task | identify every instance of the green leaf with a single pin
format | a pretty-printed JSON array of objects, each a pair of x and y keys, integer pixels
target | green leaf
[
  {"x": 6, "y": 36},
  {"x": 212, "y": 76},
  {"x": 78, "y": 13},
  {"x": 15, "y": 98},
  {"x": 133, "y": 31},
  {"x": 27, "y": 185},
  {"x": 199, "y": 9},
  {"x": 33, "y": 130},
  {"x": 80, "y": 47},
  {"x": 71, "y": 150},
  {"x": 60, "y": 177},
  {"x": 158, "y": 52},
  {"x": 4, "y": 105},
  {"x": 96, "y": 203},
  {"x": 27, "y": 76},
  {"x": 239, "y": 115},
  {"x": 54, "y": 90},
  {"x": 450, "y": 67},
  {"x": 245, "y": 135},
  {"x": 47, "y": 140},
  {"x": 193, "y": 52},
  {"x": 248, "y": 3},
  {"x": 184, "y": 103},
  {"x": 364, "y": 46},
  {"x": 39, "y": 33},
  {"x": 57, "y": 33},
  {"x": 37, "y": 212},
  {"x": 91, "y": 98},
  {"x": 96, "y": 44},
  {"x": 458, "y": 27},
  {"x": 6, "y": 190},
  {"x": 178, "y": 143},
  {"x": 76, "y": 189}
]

■ Stated problem ■
Please set down all the data word for word.

■ Output below ■
task | identify every instance of the green leaf with a single pin
format | a pretty-printed JSON array of objects, each a pair of x and y keys, integer pixels
target | green leaf
[
  {"x": 6, "y": 36},
  {"x": 212, "y": 76},
  {"x": 78, "y": 13},
  {"x": 15, "y": 98},
  {"x": 133, "y": 31},
  {"x": 27, "y": 185},
  {"x": 199, "y": 9},
  {"x": 33, "y": 130},
  {"x": 80, "y": 47},
  {"x": 71, "y": 150},
  {"x": 60, "y": 177},
  {"x": 158, "y": 52},
  {"x": 4, "y": 105},
  {"x": 96, "y": 203},
  {"x": 27, "y": 76},
  {"x": 239, "y": 115},
  {"x": 54, "y": 90},
  {"x": 450, "y": 67},
  {"x": 245, "y": 135},
  {"x": 47, "y": 140},
  {"x": 193, "y": 52},
  {"x": 248, "y": 3},
  {"x": 184, "y": 103},
  {"x": 364, "y": 46},
  {"x": 39, "y": 33},
  {"x": 57, "y": 33},
  {"x": 37, "y": 212},
  {"x": 91, "y": 98},
  {"x": 96, "y": 44},
  {"x": 458, "y": 27},
  {"x": 6, "y": 190},
  {"x": 178, "y": 143},
  {"x": 76, "y": 189}
]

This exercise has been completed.